Actions to take:
a - Swap "draft version" for "preliminary version" and give the passage on the frog genome again, covering everything from "JGI-Led Team Sequences" down to "transposable element sequences.".
b - For each statement below, answer yes or no as to whether it agrees with the article on the frog genome, and quote the words that decide it. (i) The X. tropicalis genome is roughly half the size of the X. laevis genome. (ii) The researchers compared their draft frog genome with the human and mouse genomes. (iii) Amphibians diverged from the amniote lineage some 360 million years ago.

JGI-Led Team Sequences Frog Genome

A team of researchers led by investigators at the Department of Energy's Joint Genome Institute reported online today in Science that they have sequenced the first amphibian genome: that of the Western clawed frog Xenopus tropicalis.

The international research team used shotgun sequencing to generate a draft version of the X. tropicalis genome, which they then compared with the human and chicken genomes. In the process, they found more than 20,000 protein-coding genes in the frog genome, as well as regions of synteny with humans and chickens, and a slew of transposable element sequences.

And because amphibians diverged from the amniote lineage leading to mammals, birds, and reptiles some 360 million years ago, senior author Daniel Rokhsar, a researcher affiliated with JGI and the University of California at Berkeley, and his co-authors explained, information in the X. tropicalis genome is helping to reconstruct features found in the shared ancestor of these animals and uncovering clues about vertebrate evolution in general.

The African clawed frog X. laevis is commonly used as a laboratory model for studying everything from cell biology to vertebrate embryonic development. But genetic studies of X. laevis have been complicated by the frog's large, duplicated genome.

To bypass this problem, the team decided to first tackle the genome of a related frog species, X. tropicalis, which has a diploid genome that's roughly half the size of the X. laevis genome.

"It will be tremendous to have a high quality sequence of X. tropicalis upon which to build the X. laevis sequence," co-author Richard Harland, a researcher with UC Berkeley's Center for Integrative Genomics, said in a statement.

Listed entries:
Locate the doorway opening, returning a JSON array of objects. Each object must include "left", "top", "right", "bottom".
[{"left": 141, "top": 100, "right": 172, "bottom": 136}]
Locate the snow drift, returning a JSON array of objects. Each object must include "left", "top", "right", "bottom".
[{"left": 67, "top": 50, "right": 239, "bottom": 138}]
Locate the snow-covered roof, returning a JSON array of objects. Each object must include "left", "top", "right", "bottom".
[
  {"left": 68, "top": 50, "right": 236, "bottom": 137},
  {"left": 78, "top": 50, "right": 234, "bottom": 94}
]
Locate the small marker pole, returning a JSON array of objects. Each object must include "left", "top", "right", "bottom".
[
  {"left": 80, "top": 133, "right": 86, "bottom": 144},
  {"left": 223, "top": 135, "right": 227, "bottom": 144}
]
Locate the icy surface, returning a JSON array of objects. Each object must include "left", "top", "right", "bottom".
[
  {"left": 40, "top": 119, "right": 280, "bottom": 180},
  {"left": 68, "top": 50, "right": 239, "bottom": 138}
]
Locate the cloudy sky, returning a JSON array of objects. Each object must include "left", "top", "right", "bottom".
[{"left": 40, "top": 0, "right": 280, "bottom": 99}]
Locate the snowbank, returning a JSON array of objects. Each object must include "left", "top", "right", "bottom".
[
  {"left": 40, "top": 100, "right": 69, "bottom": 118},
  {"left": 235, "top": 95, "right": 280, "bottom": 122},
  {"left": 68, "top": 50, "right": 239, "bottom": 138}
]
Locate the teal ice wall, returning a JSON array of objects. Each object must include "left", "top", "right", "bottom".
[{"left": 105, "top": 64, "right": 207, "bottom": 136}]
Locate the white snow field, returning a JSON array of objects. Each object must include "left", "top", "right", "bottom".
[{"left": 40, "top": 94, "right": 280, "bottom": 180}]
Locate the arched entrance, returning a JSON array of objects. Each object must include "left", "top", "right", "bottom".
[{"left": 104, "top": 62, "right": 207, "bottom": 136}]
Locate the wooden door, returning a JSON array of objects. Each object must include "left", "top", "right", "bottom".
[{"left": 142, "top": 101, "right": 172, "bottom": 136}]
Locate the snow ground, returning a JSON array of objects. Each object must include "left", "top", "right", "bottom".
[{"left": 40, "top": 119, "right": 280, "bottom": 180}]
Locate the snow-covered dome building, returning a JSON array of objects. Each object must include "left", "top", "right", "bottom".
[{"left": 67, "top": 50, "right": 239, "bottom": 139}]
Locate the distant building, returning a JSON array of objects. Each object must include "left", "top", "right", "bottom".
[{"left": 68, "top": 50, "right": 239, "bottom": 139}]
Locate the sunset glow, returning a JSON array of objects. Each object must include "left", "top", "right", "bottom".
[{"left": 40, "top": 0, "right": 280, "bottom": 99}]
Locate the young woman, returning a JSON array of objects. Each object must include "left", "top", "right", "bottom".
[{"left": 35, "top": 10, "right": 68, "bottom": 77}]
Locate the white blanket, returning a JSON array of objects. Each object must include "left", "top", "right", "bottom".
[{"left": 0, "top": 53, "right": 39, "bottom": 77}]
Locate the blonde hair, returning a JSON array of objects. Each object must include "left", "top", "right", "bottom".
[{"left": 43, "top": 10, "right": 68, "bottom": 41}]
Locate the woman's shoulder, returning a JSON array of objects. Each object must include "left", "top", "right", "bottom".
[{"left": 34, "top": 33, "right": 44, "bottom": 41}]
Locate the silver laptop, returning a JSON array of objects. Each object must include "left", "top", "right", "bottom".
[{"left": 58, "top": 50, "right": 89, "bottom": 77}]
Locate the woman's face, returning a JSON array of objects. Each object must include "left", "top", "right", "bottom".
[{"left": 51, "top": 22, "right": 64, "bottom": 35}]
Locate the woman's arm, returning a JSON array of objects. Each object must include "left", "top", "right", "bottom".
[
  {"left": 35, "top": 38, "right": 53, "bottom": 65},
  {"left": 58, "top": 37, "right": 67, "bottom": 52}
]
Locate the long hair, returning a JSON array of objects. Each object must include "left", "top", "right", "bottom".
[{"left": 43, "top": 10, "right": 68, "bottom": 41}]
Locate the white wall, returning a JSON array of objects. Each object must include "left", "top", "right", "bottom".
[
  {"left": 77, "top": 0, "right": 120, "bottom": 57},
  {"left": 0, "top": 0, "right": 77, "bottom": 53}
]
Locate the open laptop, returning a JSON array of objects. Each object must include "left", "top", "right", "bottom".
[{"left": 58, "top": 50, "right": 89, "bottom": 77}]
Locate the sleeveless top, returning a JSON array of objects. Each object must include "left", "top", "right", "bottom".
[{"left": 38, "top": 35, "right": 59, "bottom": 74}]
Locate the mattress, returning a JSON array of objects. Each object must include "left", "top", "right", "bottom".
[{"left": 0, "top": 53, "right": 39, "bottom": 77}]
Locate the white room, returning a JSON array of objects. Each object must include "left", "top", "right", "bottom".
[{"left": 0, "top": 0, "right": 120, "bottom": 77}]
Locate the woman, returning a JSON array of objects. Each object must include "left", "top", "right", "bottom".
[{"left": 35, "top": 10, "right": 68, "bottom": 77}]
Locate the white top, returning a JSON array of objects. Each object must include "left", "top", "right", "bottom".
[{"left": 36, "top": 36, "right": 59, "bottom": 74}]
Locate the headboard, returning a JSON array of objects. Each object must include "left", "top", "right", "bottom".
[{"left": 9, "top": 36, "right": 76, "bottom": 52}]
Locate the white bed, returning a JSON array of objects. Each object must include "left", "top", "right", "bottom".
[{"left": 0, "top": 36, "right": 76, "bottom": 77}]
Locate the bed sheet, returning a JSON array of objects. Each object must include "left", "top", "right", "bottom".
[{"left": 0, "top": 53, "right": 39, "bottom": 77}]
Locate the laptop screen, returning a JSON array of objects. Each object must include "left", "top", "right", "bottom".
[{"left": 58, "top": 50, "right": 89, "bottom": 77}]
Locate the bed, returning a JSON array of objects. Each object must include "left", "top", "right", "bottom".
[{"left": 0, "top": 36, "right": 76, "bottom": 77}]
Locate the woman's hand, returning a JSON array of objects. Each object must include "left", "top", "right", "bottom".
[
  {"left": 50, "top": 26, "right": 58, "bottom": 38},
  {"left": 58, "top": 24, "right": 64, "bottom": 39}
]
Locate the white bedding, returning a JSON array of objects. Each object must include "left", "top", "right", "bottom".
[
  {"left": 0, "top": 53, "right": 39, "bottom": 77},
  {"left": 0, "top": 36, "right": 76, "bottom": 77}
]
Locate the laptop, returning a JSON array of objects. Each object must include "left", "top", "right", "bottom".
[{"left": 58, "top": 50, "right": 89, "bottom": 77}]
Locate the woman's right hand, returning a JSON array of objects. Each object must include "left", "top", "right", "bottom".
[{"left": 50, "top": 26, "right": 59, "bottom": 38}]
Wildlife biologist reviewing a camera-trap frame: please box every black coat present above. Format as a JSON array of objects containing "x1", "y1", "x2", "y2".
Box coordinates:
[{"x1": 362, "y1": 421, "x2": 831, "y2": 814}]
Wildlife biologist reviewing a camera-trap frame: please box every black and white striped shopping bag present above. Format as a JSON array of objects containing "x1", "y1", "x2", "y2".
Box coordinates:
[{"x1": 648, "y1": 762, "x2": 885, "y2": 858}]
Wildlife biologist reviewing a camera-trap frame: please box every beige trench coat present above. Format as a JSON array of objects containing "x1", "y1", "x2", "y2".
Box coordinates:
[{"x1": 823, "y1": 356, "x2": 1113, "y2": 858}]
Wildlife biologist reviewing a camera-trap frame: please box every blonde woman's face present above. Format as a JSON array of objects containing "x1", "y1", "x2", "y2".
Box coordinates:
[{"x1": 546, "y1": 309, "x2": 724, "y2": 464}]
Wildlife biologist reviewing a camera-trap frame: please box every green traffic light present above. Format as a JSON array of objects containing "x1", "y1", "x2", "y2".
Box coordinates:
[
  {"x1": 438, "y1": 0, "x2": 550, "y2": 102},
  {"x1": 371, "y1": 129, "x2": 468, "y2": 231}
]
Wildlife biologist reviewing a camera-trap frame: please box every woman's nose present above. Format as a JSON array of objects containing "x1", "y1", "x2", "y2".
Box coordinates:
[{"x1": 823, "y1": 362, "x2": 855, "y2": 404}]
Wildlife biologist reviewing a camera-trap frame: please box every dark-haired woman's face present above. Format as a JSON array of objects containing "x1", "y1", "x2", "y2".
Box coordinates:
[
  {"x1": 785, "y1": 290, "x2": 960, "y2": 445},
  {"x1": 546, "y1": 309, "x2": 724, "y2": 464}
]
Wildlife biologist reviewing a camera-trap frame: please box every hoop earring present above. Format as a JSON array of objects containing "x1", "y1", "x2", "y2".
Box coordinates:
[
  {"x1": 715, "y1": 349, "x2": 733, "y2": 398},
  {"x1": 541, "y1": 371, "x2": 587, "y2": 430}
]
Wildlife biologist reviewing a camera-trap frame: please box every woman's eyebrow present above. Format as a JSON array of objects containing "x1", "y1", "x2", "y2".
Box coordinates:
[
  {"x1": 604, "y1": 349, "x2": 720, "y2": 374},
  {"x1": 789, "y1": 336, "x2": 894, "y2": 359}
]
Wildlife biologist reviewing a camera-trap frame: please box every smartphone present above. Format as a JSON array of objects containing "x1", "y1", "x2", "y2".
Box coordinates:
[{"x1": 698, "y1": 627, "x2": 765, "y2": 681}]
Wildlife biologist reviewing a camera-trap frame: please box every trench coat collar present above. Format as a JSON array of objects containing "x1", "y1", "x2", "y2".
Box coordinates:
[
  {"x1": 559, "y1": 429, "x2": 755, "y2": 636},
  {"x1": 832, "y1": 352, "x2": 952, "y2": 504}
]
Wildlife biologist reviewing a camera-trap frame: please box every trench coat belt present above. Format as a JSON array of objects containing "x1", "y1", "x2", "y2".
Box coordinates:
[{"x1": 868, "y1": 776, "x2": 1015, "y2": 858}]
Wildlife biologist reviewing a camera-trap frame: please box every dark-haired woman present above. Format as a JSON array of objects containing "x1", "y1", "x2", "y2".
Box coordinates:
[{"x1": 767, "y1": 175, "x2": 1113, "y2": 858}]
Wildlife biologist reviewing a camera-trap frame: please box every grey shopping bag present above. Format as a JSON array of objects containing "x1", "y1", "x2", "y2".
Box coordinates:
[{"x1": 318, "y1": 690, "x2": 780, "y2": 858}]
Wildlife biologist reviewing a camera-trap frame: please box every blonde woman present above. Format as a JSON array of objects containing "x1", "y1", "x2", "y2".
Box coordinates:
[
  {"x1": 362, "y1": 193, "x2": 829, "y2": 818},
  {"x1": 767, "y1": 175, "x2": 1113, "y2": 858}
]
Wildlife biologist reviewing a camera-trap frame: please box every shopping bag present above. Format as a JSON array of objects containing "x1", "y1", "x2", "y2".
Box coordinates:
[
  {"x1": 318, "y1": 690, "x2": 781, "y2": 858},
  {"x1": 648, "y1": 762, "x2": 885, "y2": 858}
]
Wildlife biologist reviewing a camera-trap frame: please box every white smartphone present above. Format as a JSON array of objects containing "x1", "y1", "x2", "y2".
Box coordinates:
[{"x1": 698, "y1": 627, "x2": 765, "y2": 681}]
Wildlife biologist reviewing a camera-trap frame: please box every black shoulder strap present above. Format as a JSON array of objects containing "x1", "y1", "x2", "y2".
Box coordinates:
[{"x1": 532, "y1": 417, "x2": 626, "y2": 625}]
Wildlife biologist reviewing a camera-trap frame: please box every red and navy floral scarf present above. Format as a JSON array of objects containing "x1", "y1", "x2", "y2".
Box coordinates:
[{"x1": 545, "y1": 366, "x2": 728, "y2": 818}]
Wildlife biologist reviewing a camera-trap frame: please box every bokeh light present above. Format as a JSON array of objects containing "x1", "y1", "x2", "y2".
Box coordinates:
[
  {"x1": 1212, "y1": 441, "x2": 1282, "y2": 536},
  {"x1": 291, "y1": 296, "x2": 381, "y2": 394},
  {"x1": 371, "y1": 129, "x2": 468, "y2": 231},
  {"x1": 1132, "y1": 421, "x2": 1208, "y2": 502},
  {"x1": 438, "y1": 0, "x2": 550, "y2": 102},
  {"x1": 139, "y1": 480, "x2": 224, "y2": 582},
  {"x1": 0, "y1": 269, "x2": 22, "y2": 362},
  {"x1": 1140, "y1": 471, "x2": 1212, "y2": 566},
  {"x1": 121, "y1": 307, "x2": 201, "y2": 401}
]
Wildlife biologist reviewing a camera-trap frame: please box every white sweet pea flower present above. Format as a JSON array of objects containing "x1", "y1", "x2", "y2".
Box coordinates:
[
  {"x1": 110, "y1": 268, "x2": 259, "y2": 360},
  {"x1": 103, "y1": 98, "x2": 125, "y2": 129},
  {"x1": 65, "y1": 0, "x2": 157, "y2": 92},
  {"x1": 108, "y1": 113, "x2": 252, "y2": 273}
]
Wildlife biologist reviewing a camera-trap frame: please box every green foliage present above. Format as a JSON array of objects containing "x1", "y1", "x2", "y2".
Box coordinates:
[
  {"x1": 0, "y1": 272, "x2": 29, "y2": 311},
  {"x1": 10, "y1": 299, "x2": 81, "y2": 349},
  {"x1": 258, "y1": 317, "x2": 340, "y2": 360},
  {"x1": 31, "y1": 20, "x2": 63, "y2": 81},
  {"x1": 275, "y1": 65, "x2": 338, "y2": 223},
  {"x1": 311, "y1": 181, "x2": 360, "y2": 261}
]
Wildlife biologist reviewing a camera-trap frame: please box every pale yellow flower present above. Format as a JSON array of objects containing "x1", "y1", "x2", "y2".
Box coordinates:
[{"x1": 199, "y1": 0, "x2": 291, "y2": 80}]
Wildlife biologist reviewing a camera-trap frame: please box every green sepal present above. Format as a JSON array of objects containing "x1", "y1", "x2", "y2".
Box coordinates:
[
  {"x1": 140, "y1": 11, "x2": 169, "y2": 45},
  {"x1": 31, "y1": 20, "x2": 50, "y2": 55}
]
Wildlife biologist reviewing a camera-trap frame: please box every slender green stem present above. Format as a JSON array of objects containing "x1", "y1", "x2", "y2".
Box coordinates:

Task answers:
a -
JGI-Led Team Sequences Frog Genome

A team of researchers led by investigators at the Department of Energy's Joint Genome Institute reported online today in Science that they have sequenced the first amphibian genome: that of the Western clawed frog Xenopus tropicalis.

The international research team used shotgun sequencing to generate a preliminary version of the X. tropicalis genome, which they then compared with the human and chicken genomes. In the process, they found more than 20,000 protein-coding genes in the frog genome, as well as regions of synteny with humans and chickens, and a slew of transposable element sequences.

b -
(i) Yes: "which has a diploid genome that's roughly half the size of the X. laevis genome."
(ii) No: "which they then compared with the human and chicken genomes."
(iii) Yes: "because amphibians diverged from the amniote lineage leading to mammals, birds, and reptiles some 360 million years ago."